— start Entries supplied —

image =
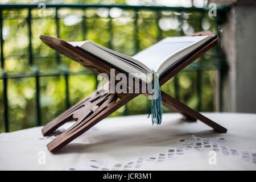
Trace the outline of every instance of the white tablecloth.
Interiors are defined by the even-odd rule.
[[[203,114],[228,133],[176,113],[158,126],[146,115],[108,118],[55,154],[46,144],[55,136],[43,137],[42,127],[1,133],[0,169],[255,170],[256,114]]]

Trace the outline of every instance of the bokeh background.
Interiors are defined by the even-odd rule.
[[[6,5],[40,1],[0,2]],[[69,42],[90,40],[129,56],[164,37],[183,36],[203,30],[218,34],[221,40],[221,23],[224,18],[209,17],[205,10],[208,1],[91,0],[46,3],[183,8],[56,8],[46,5],[46,16],[42,16],[39,8],[5,9],[0,6],[2,38],[0,132],[6,131],[6,113],[9,131],[45,125],[97,88],[97,76],[44,45],[39,39],[40,34]],[[216,46],[171,79],[162,89],[198,111],[220,111],[221,82],[218,78],[226,69],[223,66],[224,57],[219,46]],[[7,96],[7,108],[5,96]],[[140,96],[110,117],[148,114],[150,109],[150,101]],[[164,111],[170,111],[164,108]]]

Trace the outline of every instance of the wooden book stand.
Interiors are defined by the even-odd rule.
[[[193,35],[213,35],[211,32],[198,32]],[[41,35],[41,40],[53,49],[64,55],[72,60],[78,61],[84,67],[98,74],[105,73],[110,76],[110,69],[114,68],[102,60],[92,56],[78,47],[74,47],[58,38]],[[181,70],[201,56],[210,48],[218,43],[218,38],[207,45],[200,47],[182,63],[159,78],[161,85],[171,78]],[[115,74],[122,73],[115,69]],[[121,106],[136,97],[141,93],[101,93],[95,91],[91,95],[73,105],[57,118],[46,125],[42,129],[43,134],[48,135],[60,126],[69,121],[76,122],[47,144],[51,152],[55,152],[89,130]],[[167,108],[181,113],[191,121],[200,120],[220,133],[226,133],[227,129],[218,125],[199,112],[180,102],[176,99],[161,91],[163,104]],[[118,98],[119,98],[117,101]]]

— end Entries supplied —

### Instructions to follow
Format the records, from the line with "Trace the outline of every instance of the wooden" through the last line, as a Markdown table with the columns Row and Content. Number each line in Row, put its text in Content, and omit blank lines.

### Written answer
| Row | Content |
|---|---|
| 1 | Trace the outline of every instance of the wooden book stand. |
| 2 | Interiors are defined by the even-odd rule. |
| 3 | [[[193,35],[213,35],[211,32],[198,32]],[[41,35],[41,40],[53,49],[64,55],[72,60],[78,61],[84,67],[98,74],[105,73],[110,76],[110,69],[114,68],[102,60],[92,56],[78,47],[74,47],[58,38]],[[181,70],[201,56],[210,48],[218,43],[218,38],[207,45],[200,47],[182,63],[159,78],[161,85],[171,78]],[[115,74],[122,73],[115,69]],[[121,106],[136,97],[141,93],[101,93],[95,91],[91,95],[73,105],[57,118],[46,125],[42,129],[43,134],[48,135],[60,126],[69,121],[76,122],[47,144],[51,152],[55,152],[89,130]],[[167,108],[181,113],[191,121],[200,120],[220,133],[226,133],[227,129],[218,125],[199,112],[180,102],[176,99],[161,91],[163,104]],[[118,98],[119,98],[117,101]]] |